(Object detection data)
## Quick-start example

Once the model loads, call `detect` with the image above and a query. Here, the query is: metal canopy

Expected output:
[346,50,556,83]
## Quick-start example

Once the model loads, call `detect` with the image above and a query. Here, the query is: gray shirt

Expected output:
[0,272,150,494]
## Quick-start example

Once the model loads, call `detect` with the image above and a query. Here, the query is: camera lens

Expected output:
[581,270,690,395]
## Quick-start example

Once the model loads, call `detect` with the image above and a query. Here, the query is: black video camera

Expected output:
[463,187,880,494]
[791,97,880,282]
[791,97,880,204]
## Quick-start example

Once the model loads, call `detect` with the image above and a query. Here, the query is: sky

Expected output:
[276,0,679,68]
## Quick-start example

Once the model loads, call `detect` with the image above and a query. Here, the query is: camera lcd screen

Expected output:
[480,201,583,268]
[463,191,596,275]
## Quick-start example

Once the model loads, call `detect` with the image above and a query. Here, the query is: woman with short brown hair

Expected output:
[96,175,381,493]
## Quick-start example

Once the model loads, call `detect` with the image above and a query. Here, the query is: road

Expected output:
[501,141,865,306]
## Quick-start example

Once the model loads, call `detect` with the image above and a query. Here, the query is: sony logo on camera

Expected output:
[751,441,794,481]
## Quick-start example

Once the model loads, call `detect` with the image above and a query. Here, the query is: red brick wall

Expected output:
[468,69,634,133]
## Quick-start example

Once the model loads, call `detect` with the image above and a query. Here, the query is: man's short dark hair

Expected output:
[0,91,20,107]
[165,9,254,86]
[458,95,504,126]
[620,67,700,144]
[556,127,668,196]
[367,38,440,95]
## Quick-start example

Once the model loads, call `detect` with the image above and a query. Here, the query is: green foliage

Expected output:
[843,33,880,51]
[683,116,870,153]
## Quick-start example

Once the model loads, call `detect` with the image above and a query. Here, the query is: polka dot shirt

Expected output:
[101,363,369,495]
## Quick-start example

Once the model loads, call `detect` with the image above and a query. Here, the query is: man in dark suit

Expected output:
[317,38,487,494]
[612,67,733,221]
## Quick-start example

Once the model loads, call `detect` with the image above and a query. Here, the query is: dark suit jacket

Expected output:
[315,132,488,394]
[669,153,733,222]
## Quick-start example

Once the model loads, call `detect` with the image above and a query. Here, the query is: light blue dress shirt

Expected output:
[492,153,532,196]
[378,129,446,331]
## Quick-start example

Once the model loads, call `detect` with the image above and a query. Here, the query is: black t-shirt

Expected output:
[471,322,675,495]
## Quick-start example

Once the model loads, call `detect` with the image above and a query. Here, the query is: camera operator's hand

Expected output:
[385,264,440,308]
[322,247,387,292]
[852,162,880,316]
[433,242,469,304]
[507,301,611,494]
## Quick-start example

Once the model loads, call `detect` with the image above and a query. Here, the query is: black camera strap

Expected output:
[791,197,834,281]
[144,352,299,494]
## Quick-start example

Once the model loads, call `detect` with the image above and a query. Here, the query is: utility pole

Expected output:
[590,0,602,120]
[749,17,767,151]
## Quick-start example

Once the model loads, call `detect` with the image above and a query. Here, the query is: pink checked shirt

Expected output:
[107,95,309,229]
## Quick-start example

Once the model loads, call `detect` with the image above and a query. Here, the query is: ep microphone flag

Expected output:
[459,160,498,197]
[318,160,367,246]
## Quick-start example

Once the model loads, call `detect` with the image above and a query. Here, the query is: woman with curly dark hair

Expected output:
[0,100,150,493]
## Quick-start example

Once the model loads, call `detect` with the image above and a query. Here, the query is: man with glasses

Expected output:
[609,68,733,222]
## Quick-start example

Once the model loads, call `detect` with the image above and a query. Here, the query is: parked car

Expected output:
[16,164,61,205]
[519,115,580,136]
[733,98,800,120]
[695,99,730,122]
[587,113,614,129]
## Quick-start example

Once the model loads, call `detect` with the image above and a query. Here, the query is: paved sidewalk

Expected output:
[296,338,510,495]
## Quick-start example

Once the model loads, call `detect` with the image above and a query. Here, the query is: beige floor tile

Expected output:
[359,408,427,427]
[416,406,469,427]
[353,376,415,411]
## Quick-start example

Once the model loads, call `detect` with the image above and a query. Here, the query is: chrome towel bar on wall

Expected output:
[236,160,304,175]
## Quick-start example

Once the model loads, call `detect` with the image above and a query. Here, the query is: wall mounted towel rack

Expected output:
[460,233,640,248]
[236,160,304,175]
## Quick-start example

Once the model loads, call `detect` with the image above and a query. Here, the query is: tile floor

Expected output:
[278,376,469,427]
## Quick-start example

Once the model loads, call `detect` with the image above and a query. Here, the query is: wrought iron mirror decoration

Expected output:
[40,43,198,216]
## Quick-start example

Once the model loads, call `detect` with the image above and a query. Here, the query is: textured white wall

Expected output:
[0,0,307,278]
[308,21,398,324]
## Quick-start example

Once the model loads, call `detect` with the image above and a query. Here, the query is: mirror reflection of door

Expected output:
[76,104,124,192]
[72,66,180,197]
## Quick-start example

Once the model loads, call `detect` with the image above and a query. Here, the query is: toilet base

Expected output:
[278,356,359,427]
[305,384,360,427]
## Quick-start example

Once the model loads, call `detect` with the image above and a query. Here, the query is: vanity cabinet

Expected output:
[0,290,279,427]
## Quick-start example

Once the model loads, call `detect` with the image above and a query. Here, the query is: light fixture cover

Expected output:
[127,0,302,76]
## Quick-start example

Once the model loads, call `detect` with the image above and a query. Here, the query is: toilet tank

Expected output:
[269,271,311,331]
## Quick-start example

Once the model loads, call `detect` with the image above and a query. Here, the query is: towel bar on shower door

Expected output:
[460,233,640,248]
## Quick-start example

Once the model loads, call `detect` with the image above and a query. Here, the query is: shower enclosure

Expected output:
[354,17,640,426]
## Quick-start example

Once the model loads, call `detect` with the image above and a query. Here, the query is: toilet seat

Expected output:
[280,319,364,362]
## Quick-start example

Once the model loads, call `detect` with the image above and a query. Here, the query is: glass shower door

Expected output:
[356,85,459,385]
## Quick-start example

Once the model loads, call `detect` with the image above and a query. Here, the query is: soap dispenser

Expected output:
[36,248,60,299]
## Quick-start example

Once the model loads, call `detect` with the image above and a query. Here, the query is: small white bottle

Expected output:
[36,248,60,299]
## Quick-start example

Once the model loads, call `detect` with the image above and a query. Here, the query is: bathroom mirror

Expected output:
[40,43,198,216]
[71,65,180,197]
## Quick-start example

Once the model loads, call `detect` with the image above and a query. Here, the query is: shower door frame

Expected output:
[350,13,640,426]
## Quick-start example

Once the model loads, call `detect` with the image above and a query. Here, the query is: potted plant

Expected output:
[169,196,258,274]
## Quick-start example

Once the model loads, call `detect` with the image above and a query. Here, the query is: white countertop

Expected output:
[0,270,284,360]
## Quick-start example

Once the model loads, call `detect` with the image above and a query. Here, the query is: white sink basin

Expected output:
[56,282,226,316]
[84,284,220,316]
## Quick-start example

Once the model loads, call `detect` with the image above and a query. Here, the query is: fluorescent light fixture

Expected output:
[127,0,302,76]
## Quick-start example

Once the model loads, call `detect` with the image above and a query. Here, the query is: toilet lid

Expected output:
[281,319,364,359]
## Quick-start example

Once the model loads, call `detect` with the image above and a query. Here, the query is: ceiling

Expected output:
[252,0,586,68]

### Requirement:
Locate each line of the material that contains the word "dark", and copy those lines.

### Answer for the task:
Once the model loads, call `detect` with the image above and a query. Here, the query is: man's short dark hair
Once the model loads, call `detect` with the image above and a query. Here, the query is: man in dark suit
Once the model loads, call `detect` with the image above and a query. Here, the query is: dark suit jacket
Once the model loads, call `detect` with the image above and a query. Here, the query is: woman with curly dark hair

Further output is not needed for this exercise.